>> start SUPPLIED RECORDS

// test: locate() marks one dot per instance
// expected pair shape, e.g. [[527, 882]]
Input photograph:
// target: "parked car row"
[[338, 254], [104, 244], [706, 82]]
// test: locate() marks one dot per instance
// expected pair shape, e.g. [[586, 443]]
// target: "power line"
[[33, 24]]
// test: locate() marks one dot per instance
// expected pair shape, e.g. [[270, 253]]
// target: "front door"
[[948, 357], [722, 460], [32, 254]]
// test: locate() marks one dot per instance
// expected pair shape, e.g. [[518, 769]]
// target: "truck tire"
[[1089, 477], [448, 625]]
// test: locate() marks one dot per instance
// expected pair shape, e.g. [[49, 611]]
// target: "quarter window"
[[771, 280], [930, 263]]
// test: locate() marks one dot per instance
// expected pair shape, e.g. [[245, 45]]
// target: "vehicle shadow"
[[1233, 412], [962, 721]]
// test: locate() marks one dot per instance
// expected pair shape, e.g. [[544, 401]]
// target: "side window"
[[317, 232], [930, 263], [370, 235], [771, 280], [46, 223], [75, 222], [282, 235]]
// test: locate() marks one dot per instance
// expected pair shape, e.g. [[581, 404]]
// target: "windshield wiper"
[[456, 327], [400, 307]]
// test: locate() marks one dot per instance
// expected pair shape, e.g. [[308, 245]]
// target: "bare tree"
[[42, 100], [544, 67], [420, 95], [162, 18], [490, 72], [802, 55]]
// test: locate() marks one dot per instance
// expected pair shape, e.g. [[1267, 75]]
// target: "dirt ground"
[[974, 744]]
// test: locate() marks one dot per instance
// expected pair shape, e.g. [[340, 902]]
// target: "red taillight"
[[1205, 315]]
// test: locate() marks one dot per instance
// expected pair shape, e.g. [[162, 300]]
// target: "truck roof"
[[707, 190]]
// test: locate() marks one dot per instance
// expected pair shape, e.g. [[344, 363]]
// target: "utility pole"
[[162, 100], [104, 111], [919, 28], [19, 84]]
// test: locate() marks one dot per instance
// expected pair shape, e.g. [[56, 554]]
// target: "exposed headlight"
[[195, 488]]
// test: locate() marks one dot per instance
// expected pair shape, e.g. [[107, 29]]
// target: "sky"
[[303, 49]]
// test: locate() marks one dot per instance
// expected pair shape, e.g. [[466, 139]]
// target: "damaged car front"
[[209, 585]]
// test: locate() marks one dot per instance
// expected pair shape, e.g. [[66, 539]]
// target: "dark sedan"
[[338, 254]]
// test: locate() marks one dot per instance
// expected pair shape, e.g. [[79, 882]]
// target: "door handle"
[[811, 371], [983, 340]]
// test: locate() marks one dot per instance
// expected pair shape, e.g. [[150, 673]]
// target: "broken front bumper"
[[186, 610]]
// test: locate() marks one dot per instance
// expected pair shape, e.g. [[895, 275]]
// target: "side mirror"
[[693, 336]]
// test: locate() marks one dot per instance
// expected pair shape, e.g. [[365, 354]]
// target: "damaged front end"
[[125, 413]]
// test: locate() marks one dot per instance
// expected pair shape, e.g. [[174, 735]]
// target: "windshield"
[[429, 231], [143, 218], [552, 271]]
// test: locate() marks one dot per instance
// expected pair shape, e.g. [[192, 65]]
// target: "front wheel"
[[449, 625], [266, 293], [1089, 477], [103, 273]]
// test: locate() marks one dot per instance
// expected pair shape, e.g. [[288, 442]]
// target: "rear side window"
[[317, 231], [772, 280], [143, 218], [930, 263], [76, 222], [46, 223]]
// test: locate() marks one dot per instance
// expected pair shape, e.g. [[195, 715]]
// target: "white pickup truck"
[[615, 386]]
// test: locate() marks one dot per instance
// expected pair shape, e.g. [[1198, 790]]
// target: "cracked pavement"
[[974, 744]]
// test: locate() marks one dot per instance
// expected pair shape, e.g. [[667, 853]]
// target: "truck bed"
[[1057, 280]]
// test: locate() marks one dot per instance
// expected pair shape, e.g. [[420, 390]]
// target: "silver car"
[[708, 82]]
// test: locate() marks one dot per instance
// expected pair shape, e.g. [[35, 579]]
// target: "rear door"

>> end SUPPLIED RECORDS

YOUR INSTRUCTIONS:
Produce an exact copy of all the records.

RESPONSE FOR THIS EXERCISE:
// test: locate() marks one dot per instance
// expected pair shape, e.g. [[527, 882]]
Input photograph:
// target: "parked car row"
[[338, 254], [104, 244], [706, 82]]
// test: locate() marks one dot per instance
// expected pair shape, e.g. [[586, 443]]
// target: "power line"
[[33, 24]]
// test: locate() marks one dot per instance
// expected pair shape, e.g. [[270, 253]]
// target: "front door"
[[948, 357], [722, 460], [32, 254]]
// test: locate() marks one dot per instance
// expected pair shape, e.g. [[518, 769]]
// target: "truck tire"
[[1089, 477], [448, 625]]
// test: locate() marks one dot per instance
// expected pair shape, e.g. [[49, 611]]
// target: "quarter window"
[[771, 280], [930, 263]]
// test: locate() marks one dot per instance
// expected pair shape, e.g. [[245, 45]]
// target: "vehicle shadow"
[[1233, 412], [962, 721]]
// test: locate() marks one dot per instance
// expected pair shape, e.g. [[544, 401]]
// target: "side window"
[[317, 232], [930, 263], [370, 235], [771, 280], [46, 223], [75, 222], [282, 235]]
// test: locate() marks one dot per instance
// expected pair shape, e.g. [[581, 404]]
// target: "windshield wiper"
[[456, 327], [400, 307]]
// test: locate() marks one dot per instance
// expected pair shape, e.g. [[308, 245]]
// target: "bare tree"
[[42, 100], [544, 67], [420, 95], [162, 18], [490, 72], [802, 55]]
// test: locate() marks one dot per instance
// expected pair shape, e.g. [[1267, 75]]
// target: "dirt ground"
[[974, 744]]
// test: locate() marks one dot per instance
// expected pair shape, e.g. [[340, 902]]
// target: "red taillight"
[[1205, 315]]
// test: locate() marks one dot per instance
// expected pair shape, e.g. [[162, 300]]
// target: "truck roof"
[[707, 190]]
// test: locate() marks one dot per instance
// expected pair shape, e.g. [[344, 363]]
// target: "utility pole"
[[162, 100], [104, 111], [919, 28], [19, 84]]
// test: locate() marks one dot per instance
// expected pair shape, e.g. [[56, 554]]
// target: "exposed headlight"
[[195, 488]]
// test: locate() marks one dot per instance
// expected pair shape, e.g. [[107, 29]]
// target: "sky"
[[303, 49]]
// test: locate() marks one dot per instance
// expected pair shape, e.g. [[466, 139]]
// target: "damaged car front"
[[209, 585]]
// test: locate() marks one dot per instance
// expected pair shape, e.g. [[66, 539]]
// target: "dark sedan"
[[338, 254]]
// test: locate() marks one dot per instance
// expected pair shape, e.g. [[79, 882]]
// target: "door handle"
[[811, 371], [983, 340]]
// test: locate() marks one dot per instance
// expected pair shape, e.g. [[150, 673]]
// target: "broken front bumper"
[[186, 610]]
// test: locate() marks one dot per instance
// expected pair shape, e.g. [[895, 275]]
// target: "side mirror"
[[693, 336]]
// test: locate() marks one dot per instance
// expected pair shape, e.g. [[365, 354]]
// target: "damaged front end"
[[125, 413]]
// test: locate() marks one dot per instance
// expected pair shape, e.g. [[174, 735]]
// target: "windshield"
[[429, 231], [143, 218], [552, 271]]
// test: locate() marks one dot per instance
// expected pair shape, e.g. [[192, 65]]
// target: "front wheel"
[[449, 625], [266, 293], [1089, 477], [103, 273]]
// test: locate() marks one dot per instance
// expected pair shape, e.g. [[288, 442]]
// target: "rear side window"
[[317, 231], [772, 280], [143, 218], [930, 263], [76, 222], [46, 223]]
// test: locate() marks one dot per instance
// expected pair shape, e.g. [[195, 715]]
// target: "white pickup truck"
[[615, 386]]
// test: locate() marks one dot per instance
// expected pair shape, e.g. [[1198, 790]]
// target: "cracked pavement"
[[974, 744]]
// test: locate() marks one dot per instance
// expected pair shape, e.g. [[667, 853]]
// target: "truck bed"
[[1057, 280]]
// test: locate() marks one dot per instance
// expected pair shape, e.g. [[420, 390]]
// target: "silver car"
[[708, 82]]
// test: locate() marks one dot per instance
// expected pair shape, e.g. [[35, 579]]
// target: "rear door"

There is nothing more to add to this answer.